▸ **TEXT**
********
- Officials of a planned Los Angeles-Las Vegas high-speed rail system have announced that they have abandoned a deal with Chinese partner and financial backer, China Railway International, because the foreign rail company could not overcome the requirement that high-speed trains be manufactured in the U.S., The Los Angeles Times reported.
- XpressWest said CRI was set to provide capital of $100 million for the 185-mile route as part of its push to expand outside of China.
- Officials from the private U.S. company said they will "aggressively pursue" other partners to make the route happen and are even considering expanding the system to include two additional stops.
XpressWest pointed out that while the U.S. requires domestically manufactured trains in order to gain regulatory approvals, "there are no high-speed trains manufactured in the United States." Therefore, the company said, the "inflexible requirement" has proven to be a major obstacle to the implementation of light rail in this country.
Last month, Reuters reported that U.S. high speed and light rail developers were increasingly seeking private investors to back their projects because government funding came with too many strings attached, from financial oversight to the potential fallout of unreliable political winds. Reuters also said that developers in Minnesota, Texas and Nevada are forming partnerships with Japanese and Chinese train manufacturers.
The planned Los Angeles-Las Vegas rail project isn't the only high-profile rail plan to face obstacles recently. The state of California invested $10 billion in a $64 billion bullet train project and has been putting pressure on the authority ever since a Los Angeles Times investigation determined that it had not been completely upfront with legislators about the cost and feasibility of the project. Since The Times made the results of its inquiries public, the state Legislature has held several special hearings and inquiries into the system's operational capabilities.
********
▸ **SOURCE DATA**
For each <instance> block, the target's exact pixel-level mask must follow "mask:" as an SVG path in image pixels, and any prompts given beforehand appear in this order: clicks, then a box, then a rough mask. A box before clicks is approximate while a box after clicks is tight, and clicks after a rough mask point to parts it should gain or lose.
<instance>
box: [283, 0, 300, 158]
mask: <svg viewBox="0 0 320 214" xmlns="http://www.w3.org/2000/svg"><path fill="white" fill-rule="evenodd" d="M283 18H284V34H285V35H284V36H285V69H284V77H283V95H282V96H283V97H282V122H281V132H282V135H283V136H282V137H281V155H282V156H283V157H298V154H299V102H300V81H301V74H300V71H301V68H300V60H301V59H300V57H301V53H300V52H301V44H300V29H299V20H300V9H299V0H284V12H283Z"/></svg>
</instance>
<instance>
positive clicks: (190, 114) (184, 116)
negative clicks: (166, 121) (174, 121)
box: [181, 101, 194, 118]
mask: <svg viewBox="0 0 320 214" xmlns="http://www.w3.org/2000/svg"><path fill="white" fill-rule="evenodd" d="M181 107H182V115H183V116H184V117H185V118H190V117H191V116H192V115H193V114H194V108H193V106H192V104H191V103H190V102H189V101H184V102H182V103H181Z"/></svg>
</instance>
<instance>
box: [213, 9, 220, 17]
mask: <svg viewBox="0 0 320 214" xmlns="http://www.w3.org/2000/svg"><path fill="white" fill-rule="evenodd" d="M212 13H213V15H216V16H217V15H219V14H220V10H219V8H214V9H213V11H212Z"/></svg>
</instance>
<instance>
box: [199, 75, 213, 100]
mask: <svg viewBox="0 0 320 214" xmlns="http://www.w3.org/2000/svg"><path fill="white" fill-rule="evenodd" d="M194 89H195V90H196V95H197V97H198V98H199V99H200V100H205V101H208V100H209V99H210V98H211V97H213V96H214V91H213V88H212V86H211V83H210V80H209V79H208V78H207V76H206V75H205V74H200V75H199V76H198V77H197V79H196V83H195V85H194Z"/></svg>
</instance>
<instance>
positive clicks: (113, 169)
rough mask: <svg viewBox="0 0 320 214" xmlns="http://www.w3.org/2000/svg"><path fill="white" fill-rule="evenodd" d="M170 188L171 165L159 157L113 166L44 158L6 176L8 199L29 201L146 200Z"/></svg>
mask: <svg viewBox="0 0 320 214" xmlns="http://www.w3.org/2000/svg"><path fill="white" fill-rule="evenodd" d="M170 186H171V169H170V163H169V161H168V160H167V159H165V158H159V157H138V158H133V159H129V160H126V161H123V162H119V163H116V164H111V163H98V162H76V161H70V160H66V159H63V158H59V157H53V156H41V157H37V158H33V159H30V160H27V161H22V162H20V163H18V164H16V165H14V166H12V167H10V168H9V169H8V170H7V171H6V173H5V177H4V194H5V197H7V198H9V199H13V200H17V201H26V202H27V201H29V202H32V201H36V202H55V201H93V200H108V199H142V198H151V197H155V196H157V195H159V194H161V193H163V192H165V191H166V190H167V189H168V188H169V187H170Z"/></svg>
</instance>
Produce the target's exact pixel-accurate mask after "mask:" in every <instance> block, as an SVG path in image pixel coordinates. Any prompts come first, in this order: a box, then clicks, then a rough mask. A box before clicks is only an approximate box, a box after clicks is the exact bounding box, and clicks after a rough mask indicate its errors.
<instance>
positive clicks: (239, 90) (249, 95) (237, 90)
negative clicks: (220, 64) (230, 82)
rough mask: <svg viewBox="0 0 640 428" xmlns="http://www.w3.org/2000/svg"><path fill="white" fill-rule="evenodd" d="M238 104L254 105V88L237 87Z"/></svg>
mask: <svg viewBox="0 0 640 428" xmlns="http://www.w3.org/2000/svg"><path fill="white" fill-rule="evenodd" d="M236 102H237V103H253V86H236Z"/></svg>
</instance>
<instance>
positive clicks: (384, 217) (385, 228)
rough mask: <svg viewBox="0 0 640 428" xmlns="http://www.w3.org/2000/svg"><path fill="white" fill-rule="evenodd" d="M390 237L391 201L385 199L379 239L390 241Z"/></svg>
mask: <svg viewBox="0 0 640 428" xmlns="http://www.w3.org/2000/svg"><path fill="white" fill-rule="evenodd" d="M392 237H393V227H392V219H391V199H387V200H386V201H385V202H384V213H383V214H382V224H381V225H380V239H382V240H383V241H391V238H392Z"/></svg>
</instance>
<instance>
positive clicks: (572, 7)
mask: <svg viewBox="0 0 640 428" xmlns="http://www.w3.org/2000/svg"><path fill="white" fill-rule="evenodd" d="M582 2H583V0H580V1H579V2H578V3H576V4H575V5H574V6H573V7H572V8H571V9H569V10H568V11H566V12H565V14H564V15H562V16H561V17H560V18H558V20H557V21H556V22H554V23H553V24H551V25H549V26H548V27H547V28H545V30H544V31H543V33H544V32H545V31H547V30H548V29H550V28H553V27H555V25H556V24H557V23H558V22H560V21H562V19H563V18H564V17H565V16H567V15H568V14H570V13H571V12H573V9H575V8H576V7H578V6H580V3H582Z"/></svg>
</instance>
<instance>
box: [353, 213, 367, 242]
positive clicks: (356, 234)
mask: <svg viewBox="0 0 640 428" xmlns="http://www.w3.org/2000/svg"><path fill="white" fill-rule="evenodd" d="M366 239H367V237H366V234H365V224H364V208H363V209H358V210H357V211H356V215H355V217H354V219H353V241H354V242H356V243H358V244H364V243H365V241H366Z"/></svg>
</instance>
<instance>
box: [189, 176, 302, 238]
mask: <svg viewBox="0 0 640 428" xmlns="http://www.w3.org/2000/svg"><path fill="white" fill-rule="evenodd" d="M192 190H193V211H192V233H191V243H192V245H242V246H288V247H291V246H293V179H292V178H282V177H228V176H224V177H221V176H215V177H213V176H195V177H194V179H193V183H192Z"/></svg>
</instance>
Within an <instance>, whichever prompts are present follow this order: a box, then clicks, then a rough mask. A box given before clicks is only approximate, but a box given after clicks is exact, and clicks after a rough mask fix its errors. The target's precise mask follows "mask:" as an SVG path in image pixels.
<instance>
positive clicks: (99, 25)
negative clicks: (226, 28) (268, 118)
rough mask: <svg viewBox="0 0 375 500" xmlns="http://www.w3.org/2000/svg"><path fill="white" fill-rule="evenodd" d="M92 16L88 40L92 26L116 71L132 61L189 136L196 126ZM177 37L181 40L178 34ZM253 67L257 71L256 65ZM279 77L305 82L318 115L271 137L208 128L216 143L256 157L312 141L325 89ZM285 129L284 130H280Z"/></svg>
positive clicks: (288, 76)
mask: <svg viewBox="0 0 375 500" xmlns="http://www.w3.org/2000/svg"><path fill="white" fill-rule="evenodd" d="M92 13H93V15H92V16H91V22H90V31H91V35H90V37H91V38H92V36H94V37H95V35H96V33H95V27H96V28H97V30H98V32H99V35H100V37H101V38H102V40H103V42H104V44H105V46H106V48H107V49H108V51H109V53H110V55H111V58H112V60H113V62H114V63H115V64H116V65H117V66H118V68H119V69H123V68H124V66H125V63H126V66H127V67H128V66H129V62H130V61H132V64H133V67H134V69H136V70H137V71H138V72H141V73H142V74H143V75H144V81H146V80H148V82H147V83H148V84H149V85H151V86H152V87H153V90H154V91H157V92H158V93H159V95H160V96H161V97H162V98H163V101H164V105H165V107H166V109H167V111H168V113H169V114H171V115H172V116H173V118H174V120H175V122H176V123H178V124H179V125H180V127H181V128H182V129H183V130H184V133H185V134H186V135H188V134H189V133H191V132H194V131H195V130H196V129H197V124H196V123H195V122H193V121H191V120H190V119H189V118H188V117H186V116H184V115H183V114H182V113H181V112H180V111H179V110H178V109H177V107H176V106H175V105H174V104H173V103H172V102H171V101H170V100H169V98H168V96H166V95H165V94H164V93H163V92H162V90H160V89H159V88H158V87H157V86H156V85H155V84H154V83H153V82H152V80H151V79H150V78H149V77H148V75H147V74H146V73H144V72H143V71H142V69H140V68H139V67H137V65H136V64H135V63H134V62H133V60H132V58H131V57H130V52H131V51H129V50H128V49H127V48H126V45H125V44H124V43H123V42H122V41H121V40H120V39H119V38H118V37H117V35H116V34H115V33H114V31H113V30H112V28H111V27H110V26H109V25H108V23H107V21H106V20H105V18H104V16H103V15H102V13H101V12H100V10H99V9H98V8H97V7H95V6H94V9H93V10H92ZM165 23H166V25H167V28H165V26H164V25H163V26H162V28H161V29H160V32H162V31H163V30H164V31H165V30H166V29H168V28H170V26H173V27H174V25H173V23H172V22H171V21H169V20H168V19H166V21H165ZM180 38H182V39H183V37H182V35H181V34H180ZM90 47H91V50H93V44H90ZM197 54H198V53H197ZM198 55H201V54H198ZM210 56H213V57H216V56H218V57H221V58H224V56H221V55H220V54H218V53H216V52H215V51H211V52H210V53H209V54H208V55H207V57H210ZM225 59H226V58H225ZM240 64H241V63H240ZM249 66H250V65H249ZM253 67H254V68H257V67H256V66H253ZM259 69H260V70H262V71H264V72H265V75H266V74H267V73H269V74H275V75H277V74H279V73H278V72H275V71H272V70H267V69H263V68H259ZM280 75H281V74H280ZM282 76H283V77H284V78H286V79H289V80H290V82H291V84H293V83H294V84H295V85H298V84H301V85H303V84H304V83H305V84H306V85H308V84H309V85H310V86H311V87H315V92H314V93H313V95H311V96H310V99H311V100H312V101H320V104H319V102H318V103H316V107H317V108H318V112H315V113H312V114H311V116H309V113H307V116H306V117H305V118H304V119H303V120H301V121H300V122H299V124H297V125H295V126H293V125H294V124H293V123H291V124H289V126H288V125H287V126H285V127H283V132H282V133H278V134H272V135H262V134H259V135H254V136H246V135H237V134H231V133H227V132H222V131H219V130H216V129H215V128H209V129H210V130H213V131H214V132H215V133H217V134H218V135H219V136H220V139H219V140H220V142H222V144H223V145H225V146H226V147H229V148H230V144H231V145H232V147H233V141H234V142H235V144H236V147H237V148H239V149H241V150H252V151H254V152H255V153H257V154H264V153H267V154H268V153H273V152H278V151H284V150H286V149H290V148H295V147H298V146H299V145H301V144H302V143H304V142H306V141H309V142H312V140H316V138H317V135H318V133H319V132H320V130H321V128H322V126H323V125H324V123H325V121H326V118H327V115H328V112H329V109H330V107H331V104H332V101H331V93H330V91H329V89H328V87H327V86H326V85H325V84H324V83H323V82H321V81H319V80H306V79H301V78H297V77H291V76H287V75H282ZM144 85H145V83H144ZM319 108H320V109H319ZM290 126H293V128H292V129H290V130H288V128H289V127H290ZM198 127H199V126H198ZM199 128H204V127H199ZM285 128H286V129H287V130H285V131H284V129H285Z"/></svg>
********
▸ **TASKS FOR THIS EXERCISE**
(a) Answer these from the rail text, one answer per line, marked the same way:
(i) How much capital was China Railway International set to provide?
(ii) How many miles long is the planned route?
(iii) How much did the state of California invest in its bullet train project?
(b) Copy word for word everything in the rail text from "XpressWest pointed out" down to "in this country.".
(c) Name every U.S. state mentioned in the rail text.

▸ **RESULTS OF THE TASKS**
(a)
(i) $100 million
(ii) 185 miles
(iii) $10 billion

(b)
XpressWest pointed out that while the U.S. requires domestically manufactured trains in order to gain regulatory approvals, "there are no high-speed trains manufactured in the United States." Therefore, the company said, the "inflexible requirement" has proven to be a major obstacle to the implementation of light rail in this country.

(c) Minnesota, Texas, Nevada, California